If a line in the data below contains "bulldozer", copy it.

Text-to-region grounding data
====

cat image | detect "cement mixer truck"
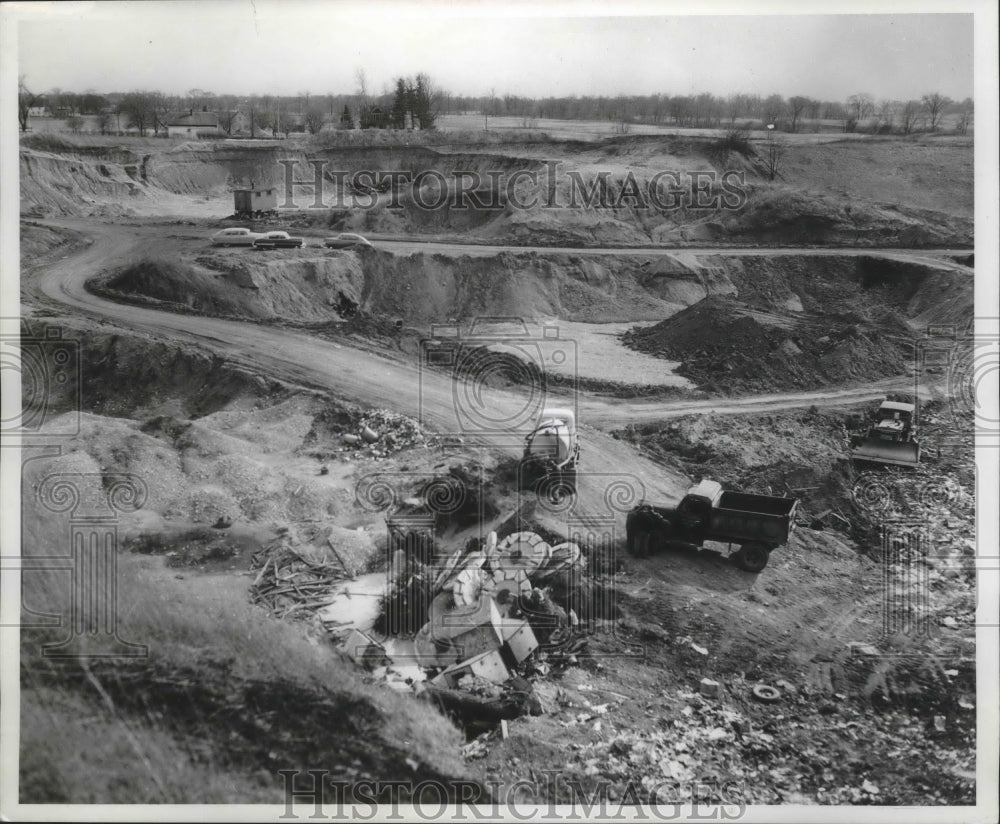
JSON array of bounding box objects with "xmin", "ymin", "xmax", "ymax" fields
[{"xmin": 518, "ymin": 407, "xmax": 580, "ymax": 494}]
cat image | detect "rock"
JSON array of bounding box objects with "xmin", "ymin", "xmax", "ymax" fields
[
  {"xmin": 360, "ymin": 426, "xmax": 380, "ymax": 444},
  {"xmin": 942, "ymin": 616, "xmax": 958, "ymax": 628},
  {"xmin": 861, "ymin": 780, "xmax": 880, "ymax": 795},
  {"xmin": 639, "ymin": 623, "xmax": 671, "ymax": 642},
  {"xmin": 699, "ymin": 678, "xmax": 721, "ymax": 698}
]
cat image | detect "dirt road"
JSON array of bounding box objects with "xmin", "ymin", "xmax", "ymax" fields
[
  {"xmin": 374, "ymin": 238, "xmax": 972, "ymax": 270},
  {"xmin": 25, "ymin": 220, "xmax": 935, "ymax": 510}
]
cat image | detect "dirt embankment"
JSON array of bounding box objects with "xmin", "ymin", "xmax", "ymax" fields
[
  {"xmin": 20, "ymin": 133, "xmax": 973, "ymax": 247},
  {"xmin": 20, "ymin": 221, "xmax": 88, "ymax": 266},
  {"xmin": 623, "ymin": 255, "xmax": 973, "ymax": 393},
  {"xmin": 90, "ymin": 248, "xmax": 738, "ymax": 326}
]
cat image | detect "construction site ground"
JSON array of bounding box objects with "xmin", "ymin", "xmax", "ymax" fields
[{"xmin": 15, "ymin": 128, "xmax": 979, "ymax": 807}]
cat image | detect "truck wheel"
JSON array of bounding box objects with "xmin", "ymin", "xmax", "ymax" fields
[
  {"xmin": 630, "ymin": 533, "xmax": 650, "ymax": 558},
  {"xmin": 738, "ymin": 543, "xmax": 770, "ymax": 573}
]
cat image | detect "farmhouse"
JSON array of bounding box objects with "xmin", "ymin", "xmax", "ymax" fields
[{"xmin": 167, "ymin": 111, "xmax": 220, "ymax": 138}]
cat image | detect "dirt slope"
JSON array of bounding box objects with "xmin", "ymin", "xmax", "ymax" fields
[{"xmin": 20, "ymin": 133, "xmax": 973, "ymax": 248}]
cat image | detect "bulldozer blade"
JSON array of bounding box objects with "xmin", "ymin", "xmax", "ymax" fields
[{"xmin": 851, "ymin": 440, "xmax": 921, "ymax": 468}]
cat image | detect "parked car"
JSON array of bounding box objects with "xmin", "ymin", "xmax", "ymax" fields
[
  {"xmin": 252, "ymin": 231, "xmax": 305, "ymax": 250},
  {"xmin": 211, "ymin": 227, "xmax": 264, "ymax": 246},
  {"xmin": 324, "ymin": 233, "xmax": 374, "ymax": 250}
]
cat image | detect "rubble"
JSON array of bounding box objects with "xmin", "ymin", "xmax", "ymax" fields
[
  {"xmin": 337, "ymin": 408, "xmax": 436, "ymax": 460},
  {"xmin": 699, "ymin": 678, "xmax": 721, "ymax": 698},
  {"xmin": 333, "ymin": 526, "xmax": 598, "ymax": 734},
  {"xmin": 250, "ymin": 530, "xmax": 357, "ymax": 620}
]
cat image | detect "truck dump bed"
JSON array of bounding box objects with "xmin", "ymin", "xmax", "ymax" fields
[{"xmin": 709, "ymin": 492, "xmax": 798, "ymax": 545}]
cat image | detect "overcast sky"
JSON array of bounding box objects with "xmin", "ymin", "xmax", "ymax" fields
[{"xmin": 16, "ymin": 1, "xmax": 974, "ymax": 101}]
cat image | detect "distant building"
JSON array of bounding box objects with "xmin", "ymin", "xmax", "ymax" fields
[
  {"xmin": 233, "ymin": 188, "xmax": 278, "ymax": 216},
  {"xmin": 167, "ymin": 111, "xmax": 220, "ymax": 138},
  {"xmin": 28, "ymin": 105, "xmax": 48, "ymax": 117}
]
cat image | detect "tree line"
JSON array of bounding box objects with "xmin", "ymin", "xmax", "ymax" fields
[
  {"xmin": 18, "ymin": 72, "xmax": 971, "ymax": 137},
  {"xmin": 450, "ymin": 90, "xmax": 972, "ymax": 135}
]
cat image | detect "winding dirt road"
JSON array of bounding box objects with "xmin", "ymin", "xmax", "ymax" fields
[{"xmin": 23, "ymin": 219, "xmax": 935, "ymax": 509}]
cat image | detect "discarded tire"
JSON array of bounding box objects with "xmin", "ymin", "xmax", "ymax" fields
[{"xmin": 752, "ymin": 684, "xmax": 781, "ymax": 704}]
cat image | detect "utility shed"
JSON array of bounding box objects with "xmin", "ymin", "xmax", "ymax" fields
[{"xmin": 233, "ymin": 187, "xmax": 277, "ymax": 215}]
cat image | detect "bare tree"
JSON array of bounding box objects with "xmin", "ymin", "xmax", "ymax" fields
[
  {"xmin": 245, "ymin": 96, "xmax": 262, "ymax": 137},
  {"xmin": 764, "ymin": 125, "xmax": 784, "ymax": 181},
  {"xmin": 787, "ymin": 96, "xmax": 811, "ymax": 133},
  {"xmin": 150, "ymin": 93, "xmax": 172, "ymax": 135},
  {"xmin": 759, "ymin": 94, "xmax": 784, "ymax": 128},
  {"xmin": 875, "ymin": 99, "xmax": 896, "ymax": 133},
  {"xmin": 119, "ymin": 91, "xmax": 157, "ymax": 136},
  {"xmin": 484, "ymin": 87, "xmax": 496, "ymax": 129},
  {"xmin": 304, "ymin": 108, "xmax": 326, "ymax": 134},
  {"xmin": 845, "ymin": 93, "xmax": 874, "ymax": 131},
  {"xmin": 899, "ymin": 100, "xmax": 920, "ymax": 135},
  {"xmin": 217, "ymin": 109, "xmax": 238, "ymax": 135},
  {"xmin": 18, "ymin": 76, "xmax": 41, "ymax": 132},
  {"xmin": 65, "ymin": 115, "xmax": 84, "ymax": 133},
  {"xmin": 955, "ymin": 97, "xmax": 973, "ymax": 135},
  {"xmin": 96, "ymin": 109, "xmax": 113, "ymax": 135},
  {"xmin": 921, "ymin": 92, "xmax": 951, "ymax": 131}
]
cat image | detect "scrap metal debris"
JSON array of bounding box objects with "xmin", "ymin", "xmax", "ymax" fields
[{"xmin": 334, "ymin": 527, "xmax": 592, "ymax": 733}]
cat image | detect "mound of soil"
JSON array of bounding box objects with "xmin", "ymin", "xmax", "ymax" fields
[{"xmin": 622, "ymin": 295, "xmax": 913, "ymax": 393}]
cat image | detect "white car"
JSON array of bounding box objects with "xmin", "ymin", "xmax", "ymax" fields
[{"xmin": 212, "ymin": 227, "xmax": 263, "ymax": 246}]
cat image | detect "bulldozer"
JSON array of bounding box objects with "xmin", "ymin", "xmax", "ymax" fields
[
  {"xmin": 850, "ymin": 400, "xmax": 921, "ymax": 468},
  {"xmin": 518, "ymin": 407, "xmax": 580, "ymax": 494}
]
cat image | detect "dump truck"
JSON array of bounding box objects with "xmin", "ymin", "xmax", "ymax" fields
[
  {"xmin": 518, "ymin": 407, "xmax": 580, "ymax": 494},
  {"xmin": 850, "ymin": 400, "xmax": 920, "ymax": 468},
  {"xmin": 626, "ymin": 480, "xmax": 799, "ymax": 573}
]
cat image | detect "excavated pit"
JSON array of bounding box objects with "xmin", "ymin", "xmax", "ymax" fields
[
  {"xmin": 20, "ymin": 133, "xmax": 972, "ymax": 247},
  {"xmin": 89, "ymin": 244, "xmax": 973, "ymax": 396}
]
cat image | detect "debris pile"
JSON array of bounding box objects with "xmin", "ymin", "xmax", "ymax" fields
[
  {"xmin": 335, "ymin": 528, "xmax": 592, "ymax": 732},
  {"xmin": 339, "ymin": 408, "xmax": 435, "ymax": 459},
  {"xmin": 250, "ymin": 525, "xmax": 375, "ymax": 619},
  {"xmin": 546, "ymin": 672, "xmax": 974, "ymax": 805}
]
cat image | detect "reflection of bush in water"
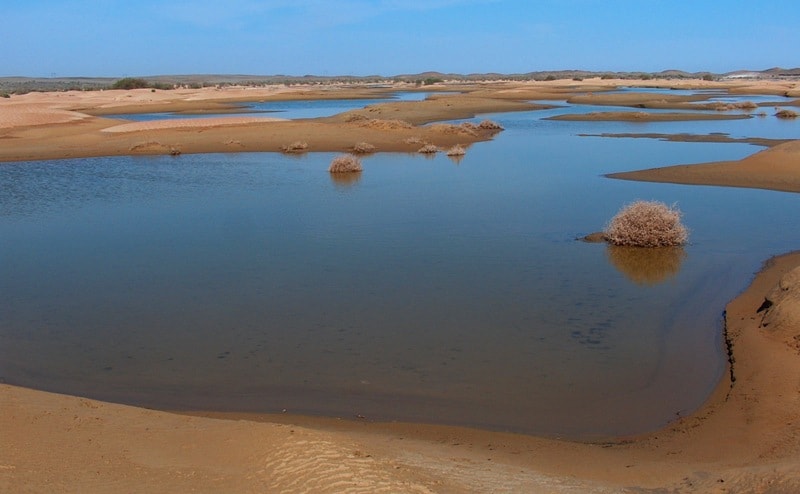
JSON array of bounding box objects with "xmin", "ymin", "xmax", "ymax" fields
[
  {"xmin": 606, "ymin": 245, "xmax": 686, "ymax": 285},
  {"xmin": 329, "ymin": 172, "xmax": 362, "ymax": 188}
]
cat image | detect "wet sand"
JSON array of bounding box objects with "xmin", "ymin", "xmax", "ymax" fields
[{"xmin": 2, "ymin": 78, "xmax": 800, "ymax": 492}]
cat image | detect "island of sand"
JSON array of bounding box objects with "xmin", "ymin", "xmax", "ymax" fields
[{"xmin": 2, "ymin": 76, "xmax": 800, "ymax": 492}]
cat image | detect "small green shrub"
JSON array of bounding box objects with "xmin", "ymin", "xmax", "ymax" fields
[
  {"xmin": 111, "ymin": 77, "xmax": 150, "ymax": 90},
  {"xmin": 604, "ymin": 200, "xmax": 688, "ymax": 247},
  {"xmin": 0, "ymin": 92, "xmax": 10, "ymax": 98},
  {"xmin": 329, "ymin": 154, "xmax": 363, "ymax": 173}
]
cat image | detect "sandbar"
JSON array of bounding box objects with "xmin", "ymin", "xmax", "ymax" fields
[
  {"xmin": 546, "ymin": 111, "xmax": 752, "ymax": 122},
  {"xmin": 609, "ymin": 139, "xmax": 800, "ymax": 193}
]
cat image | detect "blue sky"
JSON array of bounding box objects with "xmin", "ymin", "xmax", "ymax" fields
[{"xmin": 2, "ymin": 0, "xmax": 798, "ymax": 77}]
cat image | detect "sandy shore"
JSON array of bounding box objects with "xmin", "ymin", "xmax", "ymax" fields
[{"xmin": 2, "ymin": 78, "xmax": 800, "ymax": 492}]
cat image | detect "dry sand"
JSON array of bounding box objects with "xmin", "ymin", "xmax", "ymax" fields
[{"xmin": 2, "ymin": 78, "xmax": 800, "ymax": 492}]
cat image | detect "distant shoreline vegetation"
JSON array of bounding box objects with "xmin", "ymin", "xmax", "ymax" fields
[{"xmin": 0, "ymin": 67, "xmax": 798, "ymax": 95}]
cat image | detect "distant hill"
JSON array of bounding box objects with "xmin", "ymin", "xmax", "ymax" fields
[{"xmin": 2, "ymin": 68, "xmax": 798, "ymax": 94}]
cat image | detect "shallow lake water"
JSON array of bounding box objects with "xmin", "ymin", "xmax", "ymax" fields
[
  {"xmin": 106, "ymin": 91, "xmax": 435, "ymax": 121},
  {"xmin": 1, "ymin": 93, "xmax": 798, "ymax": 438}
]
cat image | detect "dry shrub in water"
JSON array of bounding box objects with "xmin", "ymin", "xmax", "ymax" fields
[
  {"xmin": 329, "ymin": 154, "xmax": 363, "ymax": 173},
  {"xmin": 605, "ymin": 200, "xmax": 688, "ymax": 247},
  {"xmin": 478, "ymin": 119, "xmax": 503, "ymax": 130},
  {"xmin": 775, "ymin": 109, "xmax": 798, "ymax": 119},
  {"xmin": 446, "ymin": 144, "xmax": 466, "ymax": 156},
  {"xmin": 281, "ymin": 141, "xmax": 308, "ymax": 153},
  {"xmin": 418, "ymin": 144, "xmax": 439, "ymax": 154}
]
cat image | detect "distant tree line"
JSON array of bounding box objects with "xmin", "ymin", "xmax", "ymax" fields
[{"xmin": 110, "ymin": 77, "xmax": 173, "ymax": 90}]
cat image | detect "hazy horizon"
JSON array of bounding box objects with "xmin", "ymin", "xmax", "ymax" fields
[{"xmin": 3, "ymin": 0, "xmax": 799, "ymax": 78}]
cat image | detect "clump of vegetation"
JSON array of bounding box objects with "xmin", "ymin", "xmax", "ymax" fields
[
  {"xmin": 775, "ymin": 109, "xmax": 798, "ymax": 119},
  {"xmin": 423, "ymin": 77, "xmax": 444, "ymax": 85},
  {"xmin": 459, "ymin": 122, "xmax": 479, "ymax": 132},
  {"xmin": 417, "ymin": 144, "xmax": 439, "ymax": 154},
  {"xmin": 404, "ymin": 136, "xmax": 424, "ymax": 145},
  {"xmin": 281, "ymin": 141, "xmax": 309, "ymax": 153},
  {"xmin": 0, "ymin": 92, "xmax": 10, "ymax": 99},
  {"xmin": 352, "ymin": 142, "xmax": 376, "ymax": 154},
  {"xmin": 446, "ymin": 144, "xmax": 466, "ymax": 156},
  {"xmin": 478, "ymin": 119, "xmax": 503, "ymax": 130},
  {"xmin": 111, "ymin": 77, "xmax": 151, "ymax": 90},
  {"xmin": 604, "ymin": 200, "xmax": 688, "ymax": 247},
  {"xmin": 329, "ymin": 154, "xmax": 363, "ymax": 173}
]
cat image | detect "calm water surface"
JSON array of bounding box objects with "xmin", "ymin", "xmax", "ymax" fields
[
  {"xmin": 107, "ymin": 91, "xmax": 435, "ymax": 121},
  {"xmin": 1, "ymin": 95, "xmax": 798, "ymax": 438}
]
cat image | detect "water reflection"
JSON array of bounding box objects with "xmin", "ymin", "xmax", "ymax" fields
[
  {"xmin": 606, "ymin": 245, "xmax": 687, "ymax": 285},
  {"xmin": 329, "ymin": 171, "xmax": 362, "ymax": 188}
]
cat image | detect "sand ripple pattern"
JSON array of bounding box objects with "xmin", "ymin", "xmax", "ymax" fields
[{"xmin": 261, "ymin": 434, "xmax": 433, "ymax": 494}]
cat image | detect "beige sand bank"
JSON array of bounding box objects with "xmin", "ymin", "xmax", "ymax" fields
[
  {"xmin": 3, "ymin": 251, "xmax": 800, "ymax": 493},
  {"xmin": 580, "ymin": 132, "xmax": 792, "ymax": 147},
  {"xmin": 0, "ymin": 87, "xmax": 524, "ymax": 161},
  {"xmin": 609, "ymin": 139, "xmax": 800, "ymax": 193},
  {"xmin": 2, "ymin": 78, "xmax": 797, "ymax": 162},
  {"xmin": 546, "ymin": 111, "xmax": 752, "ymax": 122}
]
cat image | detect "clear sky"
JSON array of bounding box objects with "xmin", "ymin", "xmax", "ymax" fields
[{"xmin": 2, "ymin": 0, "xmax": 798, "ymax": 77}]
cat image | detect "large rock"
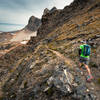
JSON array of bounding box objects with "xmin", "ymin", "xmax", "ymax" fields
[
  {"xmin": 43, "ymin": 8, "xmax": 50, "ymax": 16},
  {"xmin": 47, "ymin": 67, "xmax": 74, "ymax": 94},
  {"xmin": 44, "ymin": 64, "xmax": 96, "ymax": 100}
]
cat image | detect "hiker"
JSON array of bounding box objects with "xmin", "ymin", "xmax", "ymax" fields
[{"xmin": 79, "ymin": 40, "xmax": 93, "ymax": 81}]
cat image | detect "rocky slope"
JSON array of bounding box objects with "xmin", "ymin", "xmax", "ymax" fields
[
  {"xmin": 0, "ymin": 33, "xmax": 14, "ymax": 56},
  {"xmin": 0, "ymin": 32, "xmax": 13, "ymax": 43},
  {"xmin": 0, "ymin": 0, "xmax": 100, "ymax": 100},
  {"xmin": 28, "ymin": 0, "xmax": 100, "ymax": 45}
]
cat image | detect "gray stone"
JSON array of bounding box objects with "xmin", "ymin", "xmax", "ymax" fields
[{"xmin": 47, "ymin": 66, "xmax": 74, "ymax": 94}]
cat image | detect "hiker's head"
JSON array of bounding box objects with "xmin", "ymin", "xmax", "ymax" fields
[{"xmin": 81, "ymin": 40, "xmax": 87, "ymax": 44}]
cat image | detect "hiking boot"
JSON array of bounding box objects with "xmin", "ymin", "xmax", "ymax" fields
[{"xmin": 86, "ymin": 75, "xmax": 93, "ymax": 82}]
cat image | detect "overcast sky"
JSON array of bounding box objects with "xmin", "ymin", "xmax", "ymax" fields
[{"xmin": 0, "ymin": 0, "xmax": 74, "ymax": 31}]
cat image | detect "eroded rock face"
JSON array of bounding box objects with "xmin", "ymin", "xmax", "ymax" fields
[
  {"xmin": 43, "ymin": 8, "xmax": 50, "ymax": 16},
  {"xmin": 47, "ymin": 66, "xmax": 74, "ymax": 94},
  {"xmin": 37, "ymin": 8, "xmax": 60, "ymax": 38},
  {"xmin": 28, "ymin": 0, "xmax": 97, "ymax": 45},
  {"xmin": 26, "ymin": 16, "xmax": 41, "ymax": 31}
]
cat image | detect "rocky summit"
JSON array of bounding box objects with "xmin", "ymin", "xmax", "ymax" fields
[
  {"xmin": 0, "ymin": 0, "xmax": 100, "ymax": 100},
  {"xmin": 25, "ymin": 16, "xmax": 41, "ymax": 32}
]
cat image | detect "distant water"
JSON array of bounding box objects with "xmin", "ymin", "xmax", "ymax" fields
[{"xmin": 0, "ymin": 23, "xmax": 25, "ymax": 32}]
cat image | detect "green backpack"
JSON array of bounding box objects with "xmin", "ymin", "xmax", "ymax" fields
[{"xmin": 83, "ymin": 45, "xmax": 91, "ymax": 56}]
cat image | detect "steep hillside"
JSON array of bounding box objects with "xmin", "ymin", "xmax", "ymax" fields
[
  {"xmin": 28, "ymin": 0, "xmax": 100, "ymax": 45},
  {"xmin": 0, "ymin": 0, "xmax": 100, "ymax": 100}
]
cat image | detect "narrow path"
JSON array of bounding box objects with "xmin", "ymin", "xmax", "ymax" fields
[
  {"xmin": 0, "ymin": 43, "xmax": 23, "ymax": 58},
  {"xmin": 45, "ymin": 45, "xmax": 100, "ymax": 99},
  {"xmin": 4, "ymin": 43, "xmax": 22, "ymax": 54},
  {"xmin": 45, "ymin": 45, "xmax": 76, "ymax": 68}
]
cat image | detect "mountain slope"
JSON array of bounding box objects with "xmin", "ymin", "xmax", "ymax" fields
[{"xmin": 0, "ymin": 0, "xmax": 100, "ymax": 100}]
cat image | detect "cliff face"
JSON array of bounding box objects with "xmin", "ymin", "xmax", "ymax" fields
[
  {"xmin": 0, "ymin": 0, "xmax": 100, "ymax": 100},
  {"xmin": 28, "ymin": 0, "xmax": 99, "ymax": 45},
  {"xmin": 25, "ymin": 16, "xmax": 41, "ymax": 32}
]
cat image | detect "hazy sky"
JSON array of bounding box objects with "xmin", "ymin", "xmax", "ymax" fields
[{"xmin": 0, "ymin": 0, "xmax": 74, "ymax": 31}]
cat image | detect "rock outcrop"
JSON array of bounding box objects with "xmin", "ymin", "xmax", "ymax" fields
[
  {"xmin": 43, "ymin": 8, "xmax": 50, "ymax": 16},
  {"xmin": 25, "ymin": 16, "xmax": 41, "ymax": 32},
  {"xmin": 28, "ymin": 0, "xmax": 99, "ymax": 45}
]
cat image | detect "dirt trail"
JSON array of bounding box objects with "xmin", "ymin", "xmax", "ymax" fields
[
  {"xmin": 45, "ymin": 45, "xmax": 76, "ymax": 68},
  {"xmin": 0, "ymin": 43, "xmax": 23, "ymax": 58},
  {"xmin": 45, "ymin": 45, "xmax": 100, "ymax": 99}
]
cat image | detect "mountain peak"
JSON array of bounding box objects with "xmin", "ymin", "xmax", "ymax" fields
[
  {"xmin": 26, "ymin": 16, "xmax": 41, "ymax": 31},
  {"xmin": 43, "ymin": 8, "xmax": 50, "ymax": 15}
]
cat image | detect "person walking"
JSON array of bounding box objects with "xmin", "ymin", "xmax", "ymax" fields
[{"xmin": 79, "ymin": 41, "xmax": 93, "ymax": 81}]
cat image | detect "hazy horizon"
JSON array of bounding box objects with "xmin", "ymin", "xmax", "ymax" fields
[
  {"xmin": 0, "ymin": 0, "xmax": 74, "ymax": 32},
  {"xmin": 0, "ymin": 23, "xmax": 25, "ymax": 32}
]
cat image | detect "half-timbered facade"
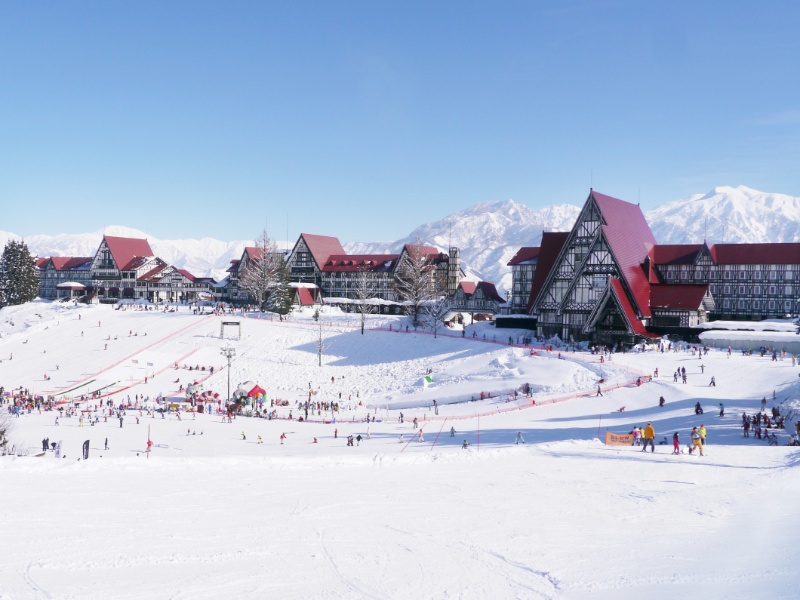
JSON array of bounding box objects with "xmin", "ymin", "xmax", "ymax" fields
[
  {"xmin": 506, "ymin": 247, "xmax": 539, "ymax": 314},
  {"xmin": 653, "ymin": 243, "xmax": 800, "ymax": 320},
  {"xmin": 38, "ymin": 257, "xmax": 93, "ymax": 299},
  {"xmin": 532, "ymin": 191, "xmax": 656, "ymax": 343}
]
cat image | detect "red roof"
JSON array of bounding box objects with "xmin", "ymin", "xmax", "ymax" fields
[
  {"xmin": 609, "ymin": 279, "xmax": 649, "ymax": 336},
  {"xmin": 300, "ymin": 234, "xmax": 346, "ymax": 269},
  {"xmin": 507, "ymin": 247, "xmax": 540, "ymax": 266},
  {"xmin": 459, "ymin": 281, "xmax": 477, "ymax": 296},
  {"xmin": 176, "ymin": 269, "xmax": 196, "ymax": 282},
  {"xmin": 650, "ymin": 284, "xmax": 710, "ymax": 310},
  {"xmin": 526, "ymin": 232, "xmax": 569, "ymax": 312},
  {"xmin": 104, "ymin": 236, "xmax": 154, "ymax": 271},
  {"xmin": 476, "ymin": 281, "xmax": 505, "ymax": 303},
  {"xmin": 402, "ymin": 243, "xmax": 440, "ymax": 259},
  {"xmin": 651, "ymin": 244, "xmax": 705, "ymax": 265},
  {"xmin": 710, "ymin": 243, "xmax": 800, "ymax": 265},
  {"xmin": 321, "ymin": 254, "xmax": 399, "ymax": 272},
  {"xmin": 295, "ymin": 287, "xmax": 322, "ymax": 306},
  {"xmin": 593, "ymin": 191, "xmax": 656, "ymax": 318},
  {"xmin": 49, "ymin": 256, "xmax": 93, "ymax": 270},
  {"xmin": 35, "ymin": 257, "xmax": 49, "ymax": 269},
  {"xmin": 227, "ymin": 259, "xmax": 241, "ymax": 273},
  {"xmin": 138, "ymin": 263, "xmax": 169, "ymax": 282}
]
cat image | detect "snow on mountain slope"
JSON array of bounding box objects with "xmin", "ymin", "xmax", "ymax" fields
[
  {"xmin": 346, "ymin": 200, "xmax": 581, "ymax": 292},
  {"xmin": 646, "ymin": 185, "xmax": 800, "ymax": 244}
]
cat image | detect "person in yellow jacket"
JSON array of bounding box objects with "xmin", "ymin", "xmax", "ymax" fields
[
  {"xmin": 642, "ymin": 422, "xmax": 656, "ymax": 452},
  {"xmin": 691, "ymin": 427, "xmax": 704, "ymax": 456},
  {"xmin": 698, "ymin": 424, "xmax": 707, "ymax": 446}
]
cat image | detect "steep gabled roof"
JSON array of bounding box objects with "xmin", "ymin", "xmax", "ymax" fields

====

→ WORKED SOLUTION:
cat image | detect "bulldozer blade"
cat image | detect "bulldozer"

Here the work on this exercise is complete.